### WHAT TO DO
Answer these from the colloquium text:
(a) Which university is Lek-Heng Lim from?
(b) In what year did Balan et al. show the measurement process is injective?
(c) What imaging technology does the human brain connectome talk name?

*** GIVEN TEXT ***

In the first part of the talk we describe how learning the gradient of a regression function can be used for supervised dimension reduction (SDR). We provide an algorithm for learning gradients in high-dimensional data, provide theoretical guarantees for the algorithm, and provide a statistical interpretation. Comparisons to other methods on real and simulated data are presented. In the second part of the talk we present preliminary results on using the Laplacian on forms for dimension reduction. This involves understanding higher-order versions of the isoperimetric inequality for both manfifolds and abstract simplicial complexes.

Speaker: Sayan Mukherjee, Duke University
Location:
Fine Hall 214
April 2, 2012
4:30pm - 5:30pm
##### Mathematics of the Human Brain Connectome
###### PACM/Applied Mathematics Colloquium

The human brain connectome is an ambitious project to provide a complete map of neural connectivity and a recent source of excitement in the neuroscience community. Just as the human genome is a triumph of marrying technology (high throughput sequencers) with theory (dynamic programming for sequence alignment), the human connectome is a result of a similar union. The technology in question is that of diffusion magnetic resonance imaging (dMRI) while the requisite theory, we shall argue, comes from three areas: PDE, harmonic analysis, and algebraic geometry. The underlying mathematical model in dMRI is the Bloch-Torrey PDE but we will approach the 3-dimensional imaging problem directly.

Speaker: Lek-Heng Lim, University of Chicago
Location:
Fine Hall 214
April 9, 2012
4:30pm - 5:30pm
##### Optimal Phase Transitions in Compressed Sensing
###### PACM/Applied Mathematics Colloquium

"Compressed Sensing" is an active research area which touches on harmonic analysis, geometric functional analysis, applied mathematics, computer science electrical engineering and information theory. Concrete achievements, such as speeding up pediatric MRI acquistion times from several minutes to under a minute, are now entering daily use. In my talk I will discuss the notion of phase transitions in combinatorial geometry, describe how they precisely demarcate the situations where a popular algorithm in compressed sensing -- ell_1 minimization -- can succeed. Then I will discuss the issue: what is the best possible phase transition of any algorithm? We get different answers depending on the assumptions we make.

Speaker: Prof. David Donoho, Stanford University
Location:
Fine Hall 214
April 16, 2012
4:30pm - 5:30pm
##### Special PACM Student Colloquium!
###### PACM/Applied Mathematics Colloquium

Dustin Mixon - "Phaseless recovery with polarization": In many applications, an unknown vector is measured according to the magnitude of its inner product with some known vector. It is desirable to design an ensemble of vectors for which any unknown vector can be recovered from such measurements (up to a global phase factor). In 2006, Balan et al. demonstrated that this measurement process is injective for generic M-dimensional vector ensembles of size at least 4M-2. Recently, Candes et al. used semidefinite programming to stably reconstruct from measurements with random ensembles of size O(MlogM). In this talk, we use the polarization identity and expander graphs to efficiently recover from measurements with specific deterministic ensembles of size O(M).

Speaker: Dustin Mixon, Afonso Bandeira, Princeton University
Location:
Fine Hall 214
April 23, 2012
4:30pm - 5:30pm
##### Super-resolution via sparse recovery: progress and challenges
###### PACM/Applied Mathematics Colloquium

From the knowledge of a function in a frequency band, super-resolution consists in detecting or estimating sharp features which are less than the inverse of a bandwidth apart from one another. Sparse recovery is one way to extend this Shannon-Nyquist scaling, but "by how much" and "in which setting" it is not yet clearly understood. This work attempts to start the classification of singularity layout vs. noise level for proper identification by ell-1 minimization. When a condition of constructive interference is met, ell1-minimization performs optimally: it only breaks down in the unrecoverable regime where no other method would work either. As a corollary, we obtain a novel noise-dependent scaling which replaces the inverse bandwidth rule for super-resolution.

*** MATERIAL SHOWN ***

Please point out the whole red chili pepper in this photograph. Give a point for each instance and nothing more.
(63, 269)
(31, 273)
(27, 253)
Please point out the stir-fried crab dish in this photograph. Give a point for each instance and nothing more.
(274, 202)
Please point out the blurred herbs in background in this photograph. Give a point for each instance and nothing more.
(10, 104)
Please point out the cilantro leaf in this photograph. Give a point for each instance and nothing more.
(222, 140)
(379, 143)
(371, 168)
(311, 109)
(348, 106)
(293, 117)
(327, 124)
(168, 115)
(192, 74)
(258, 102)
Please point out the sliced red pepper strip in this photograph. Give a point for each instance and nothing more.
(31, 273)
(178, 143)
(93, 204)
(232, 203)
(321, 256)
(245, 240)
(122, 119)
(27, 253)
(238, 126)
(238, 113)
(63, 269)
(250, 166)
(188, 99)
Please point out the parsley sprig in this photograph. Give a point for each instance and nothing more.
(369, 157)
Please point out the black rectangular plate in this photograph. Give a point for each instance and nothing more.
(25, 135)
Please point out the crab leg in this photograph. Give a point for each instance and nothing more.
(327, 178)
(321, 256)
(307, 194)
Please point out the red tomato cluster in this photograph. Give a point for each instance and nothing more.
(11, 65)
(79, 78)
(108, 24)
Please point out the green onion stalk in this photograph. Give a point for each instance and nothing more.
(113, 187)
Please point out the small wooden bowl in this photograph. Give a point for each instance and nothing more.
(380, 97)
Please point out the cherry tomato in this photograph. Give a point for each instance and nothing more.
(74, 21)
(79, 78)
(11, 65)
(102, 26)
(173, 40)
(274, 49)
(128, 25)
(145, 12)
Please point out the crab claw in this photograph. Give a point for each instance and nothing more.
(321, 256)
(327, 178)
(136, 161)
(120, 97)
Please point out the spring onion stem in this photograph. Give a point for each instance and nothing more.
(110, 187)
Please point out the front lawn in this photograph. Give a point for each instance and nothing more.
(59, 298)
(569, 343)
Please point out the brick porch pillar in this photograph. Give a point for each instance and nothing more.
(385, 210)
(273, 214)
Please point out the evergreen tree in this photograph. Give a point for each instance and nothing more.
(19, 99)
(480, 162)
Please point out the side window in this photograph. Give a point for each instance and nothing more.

***

### TASK RESPONSE
(a) University of Chicago
(b) 2006
(c) Diffusion magnetic resonance imaging (dMRI)